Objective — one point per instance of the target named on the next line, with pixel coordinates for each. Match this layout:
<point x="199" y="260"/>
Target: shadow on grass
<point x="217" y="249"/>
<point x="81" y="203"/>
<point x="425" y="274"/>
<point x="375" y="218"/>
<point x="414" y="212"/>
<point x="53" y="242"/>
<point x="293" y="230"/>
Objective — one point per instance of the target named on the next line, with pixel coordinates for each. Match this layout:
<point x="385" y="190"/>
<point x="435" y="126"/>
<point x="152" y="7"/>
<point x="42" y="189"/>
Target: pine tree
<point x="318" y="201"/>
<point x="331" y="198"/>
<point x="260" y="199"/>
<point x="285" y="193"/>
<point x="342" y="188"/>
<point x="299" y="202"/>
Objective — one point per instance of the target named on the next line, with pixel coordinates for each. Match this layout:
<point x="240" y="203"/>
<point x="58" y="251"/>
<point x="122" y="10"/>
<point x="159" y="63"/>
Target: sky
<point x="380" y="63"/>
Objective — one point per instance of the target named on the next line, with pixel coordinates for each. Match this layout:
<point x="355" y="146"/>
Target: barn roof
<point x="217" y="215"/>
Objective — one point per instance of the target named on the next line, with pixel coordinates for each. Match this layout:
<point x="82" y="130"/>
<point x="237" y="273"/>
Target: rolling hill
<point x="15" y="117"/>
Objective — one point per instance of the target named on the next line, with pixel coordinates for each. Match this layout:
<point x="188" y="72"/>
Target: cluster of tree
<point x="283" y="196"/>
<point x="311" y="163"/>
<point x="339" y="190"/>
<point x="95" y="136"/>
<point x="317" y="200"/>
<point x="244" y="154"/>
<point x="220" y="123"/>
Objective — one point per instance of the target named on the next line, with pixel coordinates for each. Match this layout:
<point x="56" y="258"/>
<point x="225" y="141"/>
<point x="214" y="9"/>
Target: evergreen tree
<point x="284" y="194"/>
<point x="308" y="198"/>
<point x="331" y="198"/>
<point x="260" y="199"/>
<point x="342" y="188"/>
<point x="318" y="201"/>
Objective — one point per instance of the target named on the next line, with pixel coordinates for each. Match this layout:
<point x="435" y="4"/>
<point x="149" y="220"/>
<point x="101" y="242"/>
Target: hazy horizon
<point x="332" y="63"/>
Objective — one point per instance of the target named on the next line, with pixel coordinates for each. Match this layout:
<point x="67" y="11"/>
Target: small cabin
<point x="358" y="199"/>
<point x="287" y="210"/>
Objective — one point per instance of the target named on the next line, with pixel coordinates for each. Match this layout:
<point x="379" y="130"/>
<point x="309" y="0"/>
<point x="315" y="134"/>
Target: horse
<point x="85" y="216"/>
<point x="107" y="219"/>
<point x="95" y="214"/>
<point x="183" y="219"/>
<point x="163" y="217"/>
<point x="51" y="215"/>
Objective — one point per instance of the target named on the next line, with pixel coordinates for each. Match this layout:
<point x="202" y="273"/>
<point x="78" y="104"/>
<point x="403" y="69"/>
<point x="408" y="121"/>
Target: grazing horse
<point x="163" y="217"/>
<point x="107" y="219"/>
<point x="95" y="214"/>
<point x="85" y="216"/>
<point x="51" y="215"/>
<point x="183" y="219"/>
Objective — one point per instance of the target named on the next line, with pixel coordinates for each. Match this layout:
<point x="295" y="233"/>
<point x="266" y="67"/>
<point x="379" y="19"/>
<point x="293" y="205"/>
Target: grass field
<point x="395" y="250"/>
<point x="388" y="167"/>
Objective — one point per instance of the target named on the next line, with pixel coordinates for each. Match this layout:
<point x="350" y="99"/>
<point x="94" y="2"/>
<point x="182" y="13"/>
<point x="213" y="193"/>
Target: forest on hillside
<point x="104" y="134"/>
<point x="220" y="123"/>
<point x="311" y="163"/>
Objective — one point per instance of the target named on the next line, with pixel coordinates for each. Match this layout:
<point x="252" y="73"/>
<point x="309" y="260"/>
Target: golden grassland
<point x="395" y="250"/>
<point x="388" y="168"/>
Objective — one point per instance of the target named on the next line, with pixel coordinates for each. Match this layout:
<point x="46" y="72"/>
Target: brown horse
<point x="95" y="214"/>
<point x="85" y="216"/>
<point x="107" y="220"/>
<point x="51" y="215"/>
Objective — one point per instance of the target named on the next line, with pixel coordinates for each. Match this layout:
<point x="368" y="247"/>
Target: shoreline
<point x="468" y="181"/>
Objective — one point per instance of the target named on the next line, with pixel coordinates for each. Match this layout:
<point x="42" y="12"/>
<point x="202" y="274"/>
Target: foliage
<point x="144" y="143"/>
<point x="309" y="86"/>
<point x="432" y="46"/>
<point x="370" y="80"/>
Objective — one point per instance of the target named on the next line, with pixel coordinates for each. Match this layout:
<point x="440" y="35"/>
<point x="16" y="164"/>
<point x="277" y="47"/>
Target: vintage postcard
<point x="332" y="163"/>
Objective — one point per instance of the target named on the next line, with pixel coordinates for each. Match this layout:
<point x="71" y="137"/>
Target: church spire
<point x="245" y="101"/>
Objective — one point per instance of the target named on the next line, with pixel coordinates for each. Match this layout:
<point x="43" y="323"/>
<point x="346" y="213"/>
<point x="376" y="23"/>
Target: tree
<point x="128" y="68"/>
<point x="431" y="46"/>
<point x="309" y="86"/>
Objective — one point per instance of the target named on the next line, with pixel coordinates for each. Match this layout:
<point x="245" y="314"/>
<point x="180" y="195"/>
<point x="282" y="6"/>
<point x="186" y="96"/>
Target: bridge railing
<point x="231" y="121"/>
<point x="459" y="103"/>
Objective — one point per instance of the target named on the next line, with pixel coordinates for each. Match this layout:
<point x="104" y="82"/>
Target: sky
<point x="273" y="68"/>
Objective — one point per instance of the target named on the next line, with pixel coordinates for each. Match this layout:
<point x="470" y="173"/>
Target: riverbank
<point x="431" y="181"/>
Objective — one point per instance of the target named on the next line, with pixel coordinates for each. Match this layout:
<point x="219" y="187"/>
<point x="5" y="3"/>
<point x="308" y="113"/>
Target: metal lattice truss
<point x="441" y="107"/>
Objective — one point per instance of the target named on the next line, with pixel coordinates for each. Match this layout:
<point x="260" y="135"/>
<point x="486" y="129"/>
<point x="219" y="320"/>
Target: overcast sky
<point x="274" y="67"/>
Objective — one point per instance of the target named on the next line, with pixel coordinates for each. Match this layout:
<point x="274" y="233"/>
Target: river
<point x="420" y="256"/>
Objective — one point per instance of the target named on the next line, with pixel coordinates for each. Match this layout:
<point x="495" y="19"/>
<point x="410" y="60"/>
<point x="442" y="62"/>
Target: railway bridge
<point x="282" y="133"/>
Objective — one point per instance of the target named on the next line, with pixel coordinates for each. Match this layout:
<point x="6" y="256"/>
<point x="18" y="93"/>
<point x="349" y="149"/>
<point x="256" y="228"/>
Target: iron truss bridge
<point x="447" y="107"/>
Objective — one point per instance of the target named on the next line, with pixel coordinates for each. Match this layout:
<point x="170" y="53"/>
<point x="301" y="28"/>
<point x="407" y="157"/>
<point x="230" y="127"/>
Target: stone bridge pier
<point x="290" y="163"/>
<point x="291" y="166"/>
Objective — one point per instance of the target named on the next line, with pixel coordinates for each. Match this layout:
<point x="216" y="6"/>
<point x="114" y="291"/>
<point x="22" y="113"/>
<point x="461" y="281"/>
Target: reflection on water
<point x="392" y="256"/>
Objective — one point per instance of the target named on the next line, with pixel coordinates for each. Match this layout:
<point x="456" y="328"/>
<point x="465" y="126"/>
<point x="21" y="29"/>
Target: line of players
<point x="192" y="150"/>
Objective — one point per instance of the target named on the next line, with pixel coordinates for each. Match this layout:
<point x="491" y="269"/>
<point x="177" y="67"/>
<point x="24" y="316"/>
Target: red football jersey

### AIM OF THE TASK:
Could you copy exactly the line containing "Target: line of players" and each line after it through the end of the records, and nothing else?

### TASK RESULT:
Target: line of players
<point x="192" y="150"/>
Objective — one point per instance of the target named on the next line, with pixel coordinates for each. Match this layout:
<point x="491" y="269"/>
<point x="177" y="67"/>
<point x="24" y="316"/>
Target: red football jersey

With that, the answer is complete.